Please write out exactly the lines that begin at the line containing "Where can the low" and run to the end of the records.

=== The data ===

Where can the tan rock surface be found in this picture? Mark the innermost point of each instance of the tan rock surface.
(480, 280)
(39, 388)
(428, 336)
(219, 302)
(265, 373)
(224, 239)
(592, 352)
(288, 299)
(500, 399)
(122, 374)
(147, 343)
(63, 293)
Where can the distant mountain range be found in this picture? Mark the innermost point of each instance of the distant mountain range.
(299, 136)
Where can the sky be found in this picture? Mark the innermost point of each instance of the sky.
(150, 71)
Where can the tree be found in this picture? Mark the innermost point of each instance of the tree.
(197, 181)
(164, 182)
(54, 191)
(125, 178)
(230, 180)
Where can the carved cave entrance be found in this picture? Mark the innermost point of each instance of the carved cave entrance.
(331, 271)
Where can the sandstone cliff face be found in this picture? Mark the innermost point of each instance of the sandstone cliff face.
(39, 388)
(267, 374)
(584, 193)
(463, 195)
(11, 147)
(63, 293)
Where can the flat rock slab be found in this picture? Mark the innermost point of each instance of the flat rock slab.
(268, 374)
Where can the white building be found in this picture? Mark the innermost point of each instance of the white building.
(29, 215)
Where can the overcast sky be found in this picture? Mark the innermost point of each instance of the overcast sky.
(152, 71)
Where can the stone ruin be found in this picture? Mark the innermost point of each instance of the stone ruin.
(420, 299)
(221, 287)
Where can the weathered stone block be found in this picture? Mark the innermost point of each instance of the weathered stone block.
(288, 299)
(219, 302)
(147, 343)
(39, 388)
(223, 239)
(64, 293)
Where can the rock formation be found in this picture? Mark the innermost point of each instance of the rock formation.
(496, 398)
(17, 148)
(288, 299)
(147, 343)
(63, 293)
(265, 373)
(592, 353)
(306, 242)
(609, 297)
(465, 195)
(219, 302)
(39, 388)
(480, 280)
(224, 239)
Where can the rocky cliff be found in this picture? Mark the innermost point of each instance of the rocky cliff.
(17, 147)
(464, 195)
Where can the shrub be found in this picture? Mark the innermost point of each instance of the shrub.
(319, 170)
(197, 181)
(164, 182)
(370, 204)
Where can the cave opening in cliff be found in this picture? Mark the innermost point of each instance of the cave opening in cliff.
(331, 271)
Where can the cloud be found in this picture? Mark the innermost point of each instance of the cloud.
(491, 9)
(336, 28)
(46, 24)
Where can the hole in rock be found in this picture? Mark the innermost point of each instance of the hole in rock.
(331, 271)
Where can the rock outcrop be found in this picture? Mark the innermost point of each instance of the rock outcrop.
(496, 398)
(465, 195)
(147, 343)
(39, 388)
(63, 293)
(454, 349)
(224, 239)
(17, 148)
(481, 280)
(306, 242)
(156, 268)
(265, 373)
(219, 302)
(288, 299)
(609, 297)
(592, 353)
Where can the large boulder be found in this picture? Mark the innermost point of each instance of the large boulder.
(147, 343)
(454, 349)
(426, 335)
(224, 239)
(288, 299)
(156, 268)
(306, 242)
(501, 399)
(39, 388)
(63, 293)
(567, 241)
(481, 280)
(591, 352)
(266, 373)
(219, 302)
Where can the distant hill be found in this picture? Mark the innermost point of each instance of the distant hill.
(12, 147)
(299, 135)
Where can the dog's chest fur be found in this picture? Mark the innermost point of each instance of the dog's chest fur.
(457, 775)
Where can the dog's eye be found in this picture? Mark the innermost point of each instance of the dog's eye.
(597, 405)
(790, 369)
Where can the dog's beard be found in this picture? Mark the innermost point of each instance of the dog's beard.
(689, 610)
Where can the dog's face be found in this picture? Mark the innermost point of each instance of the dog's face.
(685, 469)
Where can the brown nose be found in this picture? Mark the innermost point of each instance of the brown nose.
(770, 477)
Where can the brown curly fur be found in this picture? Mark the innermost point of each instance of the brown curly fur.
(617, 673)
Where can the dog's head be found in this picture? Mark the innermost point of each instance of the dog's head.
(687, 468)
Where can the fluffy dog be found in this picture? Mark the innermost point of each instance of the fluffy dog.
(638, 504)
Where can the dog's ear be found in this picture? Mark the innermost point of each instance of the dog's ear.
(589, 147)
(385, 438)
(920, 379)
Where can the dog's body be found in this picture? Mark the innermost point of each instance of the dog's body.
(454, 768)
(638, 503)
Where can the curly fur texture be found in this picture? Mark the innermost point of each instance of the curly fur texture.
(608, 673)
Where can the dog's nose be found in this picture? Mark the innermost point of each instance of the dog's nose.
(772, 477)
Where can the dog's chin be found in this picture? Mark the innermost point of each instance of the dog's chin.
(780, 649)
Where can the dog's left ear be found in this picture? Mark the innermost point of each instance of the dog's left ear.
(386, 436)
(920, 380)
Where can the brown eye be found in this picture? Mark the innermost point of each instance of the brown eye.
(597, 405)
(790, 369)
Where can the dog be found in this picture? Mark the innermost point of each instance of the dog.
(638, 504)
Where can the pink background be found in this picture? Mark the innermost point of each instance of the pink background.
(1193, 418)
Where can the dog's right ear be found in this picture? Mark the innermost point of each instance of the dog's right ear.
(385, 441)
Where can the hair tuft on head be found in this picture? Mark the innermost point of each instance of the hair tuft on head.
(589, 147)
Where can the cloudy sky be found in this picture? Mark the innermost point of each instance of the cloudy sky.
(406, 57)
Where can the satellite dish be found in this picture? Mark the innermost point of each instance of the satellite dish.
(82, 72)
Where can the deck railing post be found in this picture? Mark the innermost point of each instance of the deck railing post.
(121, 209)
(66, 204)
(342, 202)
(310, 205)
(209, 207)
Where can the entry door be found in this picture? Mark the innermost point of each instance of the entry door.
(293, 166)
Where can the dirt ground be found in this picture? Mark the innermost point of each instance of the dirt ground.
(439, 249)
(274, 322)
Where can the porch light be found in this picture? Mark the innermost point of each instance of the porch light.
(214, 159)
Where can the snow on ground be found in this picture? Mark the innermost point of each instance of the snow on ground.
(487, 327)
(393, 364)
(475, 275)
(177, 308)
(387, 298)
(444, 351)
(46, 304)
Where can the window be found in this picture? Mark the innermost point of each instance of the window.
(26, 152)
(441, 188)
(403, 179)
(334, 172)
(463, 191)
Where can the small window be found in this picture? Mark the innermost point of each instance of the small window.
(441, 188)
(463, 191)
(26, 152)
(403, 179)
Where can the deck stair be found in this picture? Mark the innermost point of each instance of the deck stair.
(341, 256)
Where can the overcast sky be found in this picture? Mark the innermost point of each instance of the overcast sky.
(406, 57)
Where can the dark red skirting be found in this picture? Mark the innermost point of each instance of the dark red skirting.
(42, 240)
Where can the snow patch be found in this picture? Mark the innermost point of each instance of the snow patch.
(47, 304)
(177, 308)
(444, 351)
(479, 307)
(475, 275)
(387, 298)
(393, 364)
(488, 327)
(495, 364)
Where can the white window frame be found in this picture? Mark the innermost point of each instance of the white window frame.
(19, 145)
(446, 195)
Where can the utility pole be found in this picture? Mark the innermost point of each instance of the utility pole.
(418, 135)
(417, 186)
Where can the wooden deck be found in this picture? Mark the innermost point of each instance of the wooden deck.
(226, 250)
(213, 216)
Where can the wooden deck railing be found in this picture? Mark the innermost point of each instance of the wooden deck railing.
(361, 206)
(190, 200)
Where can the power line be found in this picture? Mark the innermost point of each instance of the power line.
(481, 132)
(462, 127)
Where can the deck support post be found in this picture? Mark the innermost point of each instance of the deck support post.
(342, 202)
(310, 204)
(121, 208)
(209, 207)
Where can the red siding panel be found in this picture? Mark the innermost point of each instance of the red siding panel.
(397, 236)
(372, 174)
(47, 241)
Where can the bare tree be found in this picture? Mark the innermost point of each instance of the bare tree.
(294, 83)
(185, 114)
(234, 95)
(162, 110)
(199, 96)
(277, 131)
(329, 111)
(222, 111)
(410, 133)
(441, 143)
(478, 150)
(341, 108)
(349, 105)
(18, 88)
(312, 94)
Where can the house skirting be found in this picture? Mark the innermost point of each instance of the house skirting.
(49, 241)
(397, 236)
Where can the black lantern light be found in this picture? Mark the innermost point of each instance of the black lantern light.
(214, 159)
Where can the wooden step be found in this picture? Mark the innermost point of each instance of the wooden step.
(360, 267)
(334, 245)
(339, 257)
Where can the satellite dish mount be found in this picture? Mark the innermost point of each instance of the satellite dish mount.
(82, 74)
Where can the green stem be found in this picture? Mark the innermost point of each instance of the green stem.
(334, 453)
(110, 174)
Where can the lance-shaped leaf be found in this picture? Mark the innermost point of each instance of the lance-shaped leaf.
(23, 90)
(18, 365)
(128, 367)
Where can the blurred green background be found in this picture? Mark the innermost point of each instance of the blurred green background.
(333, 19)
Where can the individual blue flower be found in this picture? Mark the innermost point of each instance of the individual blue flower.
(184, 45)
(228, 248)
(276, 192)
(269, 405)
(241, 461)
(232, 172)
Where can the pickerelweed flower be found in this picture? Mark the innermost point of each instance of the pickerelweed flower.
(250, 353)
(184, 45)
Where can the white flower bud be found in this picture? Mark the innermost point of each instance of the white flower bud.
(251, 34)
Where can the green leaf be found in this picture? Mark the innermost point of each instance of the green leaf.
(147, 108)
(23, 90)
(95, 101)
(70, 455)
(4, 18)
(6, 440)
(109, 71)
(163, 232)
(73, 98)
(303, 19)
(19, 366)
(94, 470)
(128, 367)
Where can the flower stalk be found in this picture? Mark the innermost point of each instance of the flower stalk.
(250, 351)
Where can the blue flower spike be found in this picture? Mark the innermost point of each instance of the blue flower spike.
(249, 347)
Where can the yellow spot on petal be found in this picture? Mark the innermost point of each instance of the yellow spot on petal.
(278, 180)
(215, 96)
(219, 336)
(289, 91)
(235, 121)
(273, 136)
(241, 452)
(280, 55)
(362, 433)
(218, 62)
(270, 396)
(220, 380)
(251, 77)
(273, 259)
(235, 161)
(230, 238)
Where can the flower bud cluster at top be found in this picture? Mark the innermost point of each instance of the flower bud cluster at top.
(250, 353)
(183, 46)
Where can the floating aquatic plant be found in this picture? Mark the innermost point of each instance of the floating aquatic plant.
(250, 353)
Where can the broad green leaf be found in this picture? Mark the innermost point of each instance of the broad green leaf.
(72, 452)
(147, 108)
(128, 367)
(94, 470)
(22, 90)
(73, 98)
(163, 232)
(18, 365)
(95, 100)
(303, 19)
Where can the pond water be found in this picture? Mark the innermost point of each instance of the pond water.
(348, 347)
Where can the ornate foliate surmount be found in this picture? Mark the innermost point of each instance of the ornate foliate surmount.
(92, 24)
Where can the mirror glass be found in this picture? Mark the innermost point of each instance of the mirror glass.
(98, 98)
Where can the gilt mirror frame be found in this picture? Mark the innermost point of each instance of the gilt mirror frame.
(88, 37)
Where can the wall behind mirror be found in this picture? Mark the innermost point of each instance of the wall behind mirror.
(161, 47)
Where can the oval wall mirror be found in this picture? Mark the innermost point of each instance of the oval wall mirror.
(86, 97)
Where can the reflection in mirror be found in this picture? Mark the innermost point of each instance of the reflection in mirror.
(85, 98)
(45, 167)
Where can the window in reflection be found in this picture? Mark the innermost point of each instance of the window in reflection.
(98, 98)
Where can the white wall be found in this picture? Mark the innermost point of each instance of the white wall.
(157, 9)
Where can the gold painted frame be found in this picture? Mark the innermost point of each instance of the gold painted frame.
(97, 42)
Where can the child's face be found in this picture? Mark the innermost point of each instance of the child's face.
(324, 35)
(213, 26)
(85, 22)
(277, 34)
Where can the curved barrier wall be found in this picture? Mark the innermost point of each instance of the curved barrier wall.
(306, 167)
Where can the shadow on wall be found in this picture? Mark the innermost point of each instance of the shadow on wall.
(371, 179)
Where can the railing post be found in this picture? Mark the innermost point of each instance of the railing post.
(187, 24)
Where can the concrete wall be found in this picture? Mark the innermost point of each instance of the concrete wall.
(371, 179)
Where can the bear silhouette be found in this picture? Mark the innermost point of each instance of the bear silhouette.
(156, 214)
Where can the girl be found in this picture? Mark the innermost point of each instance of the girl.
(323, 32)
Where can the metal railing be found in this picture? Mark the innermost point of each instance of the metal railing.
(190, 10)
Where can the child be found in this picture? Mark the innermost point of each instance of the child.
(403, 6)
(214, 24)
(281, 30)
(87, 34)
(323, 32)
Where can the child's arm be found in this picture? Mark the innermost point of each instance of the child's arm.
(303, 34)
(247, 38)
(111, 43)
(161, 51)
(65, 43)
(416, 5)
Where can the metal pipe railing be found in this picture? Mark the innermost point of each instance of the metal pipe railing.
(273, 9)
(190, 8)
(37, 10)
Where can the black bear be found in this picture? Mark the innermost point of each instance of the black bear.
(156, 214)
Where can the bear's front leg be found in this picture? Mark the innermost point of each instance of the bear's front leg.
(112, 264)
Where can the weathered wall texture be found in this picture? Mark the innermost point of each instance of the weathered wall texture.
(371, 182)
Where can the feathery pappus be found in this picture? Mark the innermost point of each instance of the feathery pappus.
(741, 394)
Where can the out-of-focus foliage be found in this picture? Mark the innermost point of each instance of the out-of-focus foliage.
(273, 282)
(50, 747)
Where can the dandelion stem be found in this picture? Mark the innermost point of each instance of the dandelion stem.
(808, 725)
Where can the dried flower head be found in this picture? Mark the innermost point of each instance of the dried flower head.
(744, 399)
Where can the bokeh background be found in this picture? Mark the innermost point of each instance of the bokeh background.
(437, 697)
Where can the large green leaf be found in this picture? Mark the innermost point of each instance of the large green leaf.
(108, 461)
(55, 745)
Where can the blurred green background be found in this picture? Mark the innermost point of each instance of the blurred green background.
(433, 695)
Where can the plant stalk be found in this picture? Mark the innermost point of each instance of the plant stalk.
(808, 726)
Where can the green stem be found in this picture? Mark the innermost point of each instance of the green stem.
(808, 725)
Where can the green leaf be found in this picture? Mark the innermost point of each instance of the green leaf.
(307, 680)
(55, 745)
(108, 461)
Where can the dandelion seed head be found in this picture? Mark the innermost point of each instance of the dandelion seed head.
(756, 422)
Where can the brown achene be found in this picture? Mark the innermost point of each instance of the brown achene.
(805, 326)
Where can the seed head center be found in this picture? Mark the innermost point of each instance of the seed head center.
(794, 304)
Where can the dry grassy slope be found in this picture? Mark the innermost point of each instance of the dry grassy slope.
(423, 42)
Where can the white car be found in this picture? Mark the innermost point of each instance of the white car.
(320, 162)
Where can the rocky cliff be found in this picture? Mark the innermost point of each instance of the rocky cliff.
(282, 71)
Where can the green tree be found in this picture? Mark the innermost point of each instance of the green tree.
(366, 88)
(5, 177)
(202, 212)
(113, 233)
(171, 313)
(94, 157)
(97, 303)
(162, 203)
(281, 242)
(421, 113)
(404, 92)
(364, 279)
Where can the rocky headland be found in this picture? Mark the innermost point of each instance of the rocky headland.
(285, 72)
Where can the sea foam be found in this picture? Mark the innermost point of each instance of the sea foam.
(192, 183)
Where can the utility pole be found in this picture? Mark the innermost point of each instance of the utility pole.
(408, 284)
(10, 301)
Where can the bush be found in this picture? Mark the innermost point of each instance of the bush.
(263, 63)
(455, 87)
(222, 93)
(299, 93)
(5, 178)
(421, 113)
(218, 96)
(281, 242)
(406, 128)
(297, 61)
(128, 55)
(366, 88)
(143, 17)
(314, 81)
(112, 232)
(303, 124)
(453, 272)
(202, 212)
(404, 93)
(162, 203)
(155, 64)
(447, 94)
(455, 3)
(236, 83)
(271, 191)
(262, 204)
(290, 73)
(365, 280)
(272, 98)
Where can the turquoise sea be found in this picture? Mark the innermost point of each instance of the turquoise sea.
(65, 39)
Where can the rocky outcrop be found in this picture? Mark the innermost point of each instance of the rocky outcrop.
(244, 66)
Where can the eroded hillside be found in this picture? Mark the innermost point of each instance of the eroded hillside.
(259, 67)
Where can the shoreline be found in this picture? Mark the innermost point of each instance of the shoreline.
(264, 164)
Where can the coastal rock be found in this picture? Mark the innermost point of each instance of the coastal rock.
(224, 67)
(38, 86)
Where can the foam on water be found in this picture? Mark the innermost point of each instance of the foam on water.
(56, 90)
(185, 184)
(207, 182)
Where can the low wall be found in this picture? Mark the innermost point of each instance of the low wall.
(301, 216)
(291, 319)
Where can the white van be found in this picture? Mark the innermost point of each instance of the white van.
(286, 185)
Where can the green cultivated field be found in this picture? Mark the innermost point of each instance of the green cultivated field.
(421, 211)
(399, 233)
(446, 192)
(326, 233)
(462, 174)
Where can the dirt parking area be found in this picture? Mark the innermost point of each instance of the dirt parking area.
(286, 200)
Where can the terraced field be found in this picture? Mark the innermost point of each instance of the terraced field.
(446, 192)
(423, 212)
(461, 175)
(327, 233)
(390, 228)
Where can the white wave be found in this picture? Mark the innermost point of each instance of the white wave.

===

Expected answer:
Where can the low wall be found in this picture? Mark the innermost point of each instance of the low wall.
(301, 216)
(291, 319)
Where can the white van be found in this picture? Mark the innermost point of each instance of the white van.
(286, 185)
Where can the green cultivated field be found in this picture? Mark the innermost point of each instance of the green cultivated field.
(421, 211)
(399, 233)
(446, 192)
(326, 233)
(462, 174)
Where can the dirt parking area be found in this picture? Mark the innermost point of each instance of the dirt parking area.
(286, 200)
Where can the terraced field be found in this picture? Mark the innermost point of each instance of the terraced field.
(446, 192)
(423, 212)
(461, 175)
(327, 233)
(390, 228)
Where can the white wave be found in this picture? Mark the innermost point of each instance of the white wave.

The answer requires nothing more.